• [Exercise description]:
Could you set down exactly the lines in the records below between the line holding "of the bowl" and the line holding "the wheelbarrow handle.", inclusive?

◆ ◆ ◆ ◆

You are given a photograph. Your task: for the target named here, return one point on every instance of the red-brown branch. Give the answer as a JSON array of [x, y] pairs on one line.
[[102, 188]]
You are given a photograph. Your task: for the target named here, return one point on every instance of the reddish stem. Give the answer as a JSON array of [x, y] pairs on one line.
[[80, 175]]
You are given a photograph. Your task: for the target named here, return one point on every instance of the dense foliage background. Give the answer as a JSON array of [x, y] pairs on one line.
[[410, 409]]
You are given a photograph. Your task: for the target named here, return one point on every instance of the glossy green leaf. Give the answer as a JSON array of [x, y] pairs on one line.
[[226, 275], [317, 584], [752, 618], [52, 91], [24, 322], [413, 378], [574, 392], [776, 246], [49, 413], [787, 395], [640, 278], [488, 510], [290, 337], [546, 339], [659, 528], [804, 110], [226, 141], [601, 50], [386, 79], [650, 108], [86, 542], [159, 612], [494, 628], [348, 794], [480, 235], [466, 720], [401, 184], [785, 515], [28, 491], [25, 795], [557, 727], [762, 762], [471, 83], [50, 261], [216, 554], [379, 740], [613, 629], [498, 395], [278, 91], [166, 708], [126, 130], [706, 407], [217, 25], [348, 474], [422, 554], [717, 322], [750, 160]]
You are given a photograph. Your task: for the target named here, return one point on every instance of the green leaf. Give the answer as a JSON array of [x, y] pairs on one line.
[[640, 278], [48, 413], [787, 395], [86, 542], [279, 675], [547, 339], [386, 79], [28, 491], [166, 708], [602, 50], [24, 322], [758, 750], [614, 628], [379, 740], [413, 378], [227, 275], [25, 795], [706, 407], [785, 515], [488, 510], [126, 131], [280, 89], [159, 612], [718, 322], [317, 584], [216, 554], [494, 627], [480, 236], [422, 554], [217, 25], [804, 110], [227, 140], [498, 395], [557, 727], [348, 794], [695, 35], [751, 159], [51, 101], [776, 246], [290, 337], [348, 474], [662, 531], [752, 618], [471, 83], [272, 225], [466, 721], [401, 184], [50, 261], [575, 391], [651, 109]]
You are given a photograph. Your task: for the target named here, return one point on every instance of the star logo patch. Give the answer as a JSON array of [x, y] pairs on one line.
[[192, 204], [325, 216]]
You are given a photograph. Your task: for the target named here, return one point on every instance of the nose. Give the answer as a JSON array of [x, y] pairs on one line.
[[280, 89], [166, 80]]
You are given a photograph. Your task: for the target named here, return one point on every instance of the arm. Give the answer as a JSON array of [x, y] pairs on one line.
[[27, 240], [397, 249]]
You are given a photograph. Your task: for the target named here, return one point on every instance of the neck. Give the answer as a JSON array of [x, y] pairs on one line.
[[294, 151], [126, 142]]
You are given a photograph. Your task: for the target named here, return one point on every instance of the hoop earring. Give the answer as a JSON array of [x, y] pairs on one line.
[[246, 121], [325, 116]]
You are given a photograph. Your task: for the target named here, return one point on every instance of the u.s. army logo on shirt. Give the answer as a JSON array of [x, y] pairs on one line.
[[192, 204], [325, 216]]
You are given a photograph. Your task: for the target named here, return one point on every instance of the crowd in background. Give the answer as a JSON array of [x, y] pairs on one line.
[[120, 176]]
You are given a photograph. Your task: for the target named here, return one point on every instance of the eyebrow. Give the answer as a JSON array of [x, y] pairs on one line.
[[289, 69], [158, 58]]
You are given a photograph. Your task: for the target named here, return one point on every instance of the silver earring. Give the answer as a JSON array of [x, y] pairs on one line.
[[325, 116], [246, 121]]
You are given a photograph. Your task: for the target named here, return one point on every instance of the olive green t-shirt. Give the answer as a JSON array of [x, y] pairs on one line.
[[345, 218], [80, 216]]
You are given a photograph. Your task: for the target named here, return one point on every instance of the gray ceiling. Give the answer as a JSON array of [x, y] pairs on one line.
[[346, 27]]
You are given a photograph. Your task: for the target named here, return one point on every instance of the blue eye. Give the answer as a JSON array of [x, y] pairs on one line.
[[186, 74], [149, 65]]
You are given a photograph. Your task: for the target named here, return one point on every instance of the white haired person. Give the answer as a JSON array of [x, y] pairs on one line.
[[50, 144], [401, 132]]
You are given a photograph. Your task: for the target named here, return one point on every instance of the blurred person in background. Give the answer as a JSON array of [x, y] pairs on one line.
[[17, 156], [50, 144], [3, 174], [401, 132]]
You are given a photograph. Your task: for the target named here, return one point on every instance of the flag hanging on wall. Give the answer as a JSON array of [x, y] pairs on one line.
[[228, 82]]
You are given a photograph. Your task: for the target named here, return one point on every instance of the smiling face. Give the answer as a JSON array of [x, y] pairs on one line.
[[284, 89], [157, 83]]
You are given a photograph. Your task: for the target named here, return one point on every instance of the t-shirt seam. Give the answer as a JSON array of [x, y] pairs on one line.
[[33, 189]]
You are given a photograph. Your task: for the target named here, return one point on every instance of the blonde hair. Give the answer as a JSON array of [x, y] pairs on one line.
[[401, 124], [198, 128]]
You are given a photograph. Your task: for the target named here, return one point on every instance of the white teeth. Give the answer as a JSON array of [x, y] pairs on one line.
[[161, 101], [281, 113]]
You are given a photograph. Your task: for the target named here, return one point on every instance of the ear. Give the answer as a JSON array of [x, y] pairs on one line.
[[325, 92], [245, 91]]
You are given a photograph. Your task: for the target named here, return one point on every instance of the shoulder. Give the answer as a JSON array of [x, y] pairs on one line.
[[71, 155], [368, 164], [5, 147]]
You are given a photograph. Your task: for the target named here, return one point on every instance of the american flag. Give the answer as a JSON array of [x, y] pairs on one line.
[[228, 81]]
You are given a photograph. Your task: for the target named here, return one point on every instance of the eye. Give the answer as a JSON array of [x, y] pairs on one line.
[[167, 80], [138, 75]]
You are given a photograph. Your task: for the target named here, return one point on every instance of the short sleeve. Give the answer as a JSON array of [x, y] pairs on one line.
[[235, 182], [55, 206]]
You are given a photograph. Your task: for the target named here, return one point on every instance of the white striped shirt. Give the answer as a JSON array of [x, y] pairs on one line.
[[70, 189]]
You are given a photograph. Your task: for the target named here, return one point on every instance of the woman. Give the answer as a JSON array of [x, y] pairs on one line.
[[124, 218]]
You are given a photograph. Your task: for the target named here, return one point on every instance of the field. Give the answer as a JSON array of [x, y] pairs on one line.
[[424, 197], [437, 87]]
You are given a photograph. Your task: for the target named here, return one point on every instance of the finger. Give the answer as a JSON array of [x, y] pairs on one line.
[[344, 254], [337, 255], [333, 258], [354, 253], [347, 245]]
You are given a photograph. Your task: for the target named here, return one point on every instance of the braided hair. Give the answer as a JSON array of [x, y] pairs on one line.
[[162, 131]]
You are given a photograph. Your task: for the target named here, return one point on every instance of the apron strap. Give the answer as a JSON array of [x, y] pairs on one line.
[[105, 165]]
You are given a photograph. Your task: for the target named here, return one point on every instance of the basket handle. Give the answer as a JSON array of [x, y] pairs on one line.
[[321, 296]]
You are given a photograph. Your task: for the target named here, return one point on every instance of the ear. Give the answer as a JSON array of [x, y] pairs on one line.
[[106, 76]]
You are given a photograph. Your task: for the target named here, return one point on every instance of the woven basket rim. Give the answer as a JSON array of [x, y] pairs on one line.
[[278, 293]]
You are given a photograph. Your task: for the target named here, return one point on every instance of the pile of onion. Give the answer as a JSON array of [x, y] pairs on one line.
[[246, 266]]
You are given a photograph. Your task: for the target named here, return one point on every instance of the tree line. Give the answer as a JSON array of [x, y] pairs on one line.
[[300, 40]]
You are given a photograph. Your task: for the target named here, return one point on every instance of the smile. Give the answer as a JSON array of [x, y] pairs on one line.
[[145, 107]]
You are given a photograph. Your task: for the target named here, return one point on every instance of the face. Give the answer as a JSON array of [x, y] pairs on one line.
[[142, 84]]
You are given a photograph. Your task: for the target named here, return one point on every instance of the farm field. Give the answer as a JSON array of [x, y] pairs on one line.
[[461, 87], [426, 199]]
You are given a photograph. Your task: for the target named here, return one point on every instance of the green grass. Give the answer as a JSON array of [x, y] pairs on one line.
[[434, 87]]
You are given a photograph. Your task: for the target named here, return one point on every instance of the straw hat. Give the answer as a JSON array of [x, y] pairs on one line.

◆ ◆ ◆ ◆

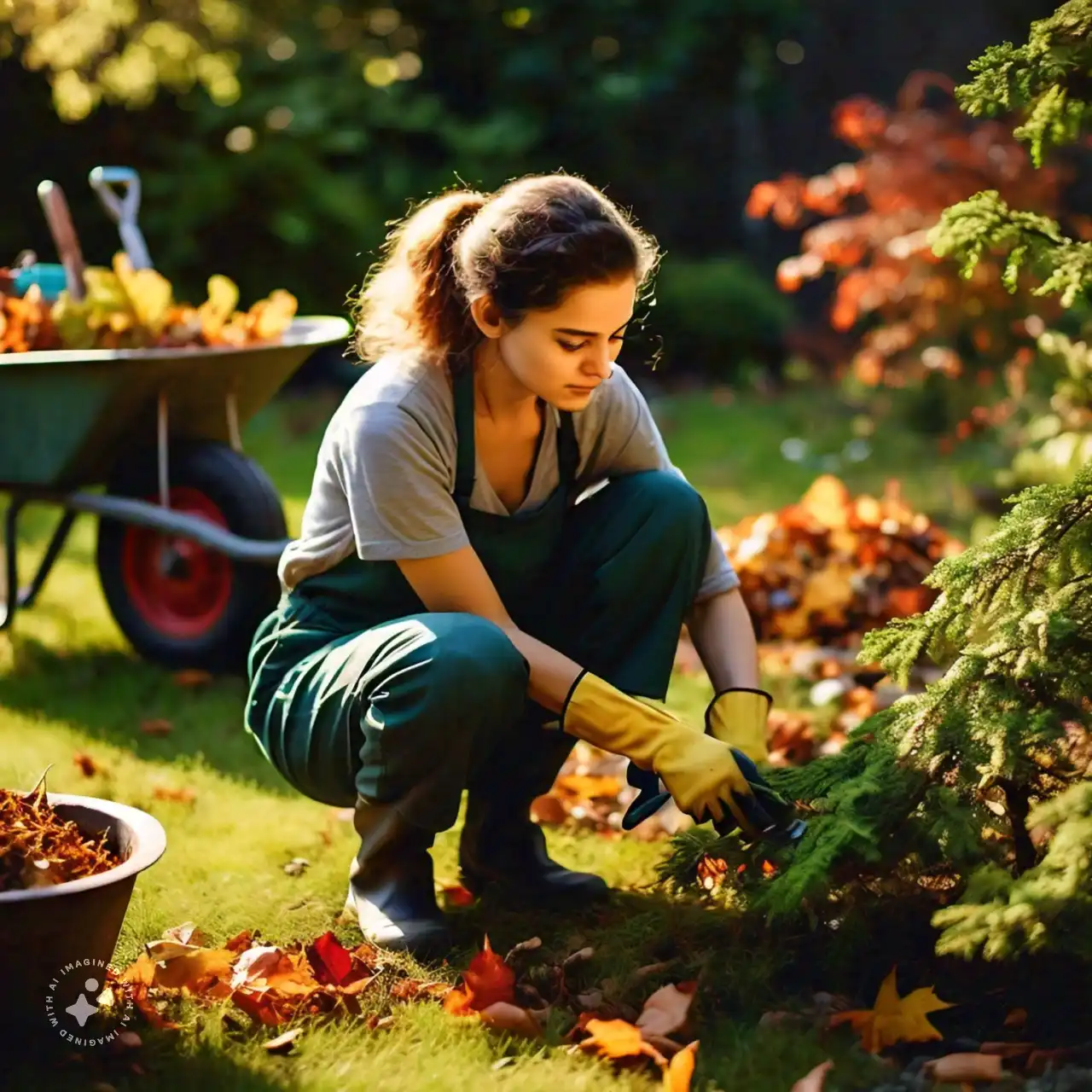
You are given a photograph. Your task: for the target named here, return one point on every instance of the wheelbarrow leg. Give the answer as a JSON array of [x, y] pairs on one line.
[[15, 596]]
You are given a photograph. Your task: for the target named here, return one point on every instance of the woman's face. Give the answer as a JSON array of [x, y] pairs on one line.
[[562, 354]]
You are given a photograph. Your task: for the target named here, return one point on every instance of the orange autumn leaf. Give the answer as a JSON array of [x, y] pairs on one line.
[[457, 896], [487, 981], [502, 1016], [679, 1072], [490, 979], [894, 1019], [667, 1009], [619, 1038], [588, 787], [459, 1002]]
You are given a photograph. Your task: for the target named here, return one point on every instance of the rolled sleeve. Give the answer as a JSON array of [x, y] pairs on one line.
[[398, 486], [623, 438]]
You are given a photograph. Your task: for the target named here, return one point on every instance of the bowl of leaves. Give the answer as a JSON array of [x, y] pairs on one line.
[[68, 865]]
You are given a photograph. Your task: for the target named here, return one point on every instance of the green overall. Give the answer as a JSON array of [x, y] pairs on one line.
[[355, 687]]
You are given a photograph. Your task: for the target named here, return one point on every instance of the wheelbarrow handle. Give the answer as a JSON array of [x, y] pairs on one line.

◆ ◆ ◆ ◆

• [Written answer]:
You are given a photograph. Your task: for the target named here, return one point on every instance of the bowl of leaves. Give the answer as a JSON array of [x, y] pairs on one line.
[[68, 865]]
You are given a photograph. Your task: for the target named here, return one point on every instance of the green overall. Give the answer as a JSON array of [x, y] pairs on one line.
[[355, 687]]
You are given a photograph. Your task: for the target named here, return one point on every instance of the wheelbarrow handle. Give the answer as a JSON array of [x, y] pairs on one line.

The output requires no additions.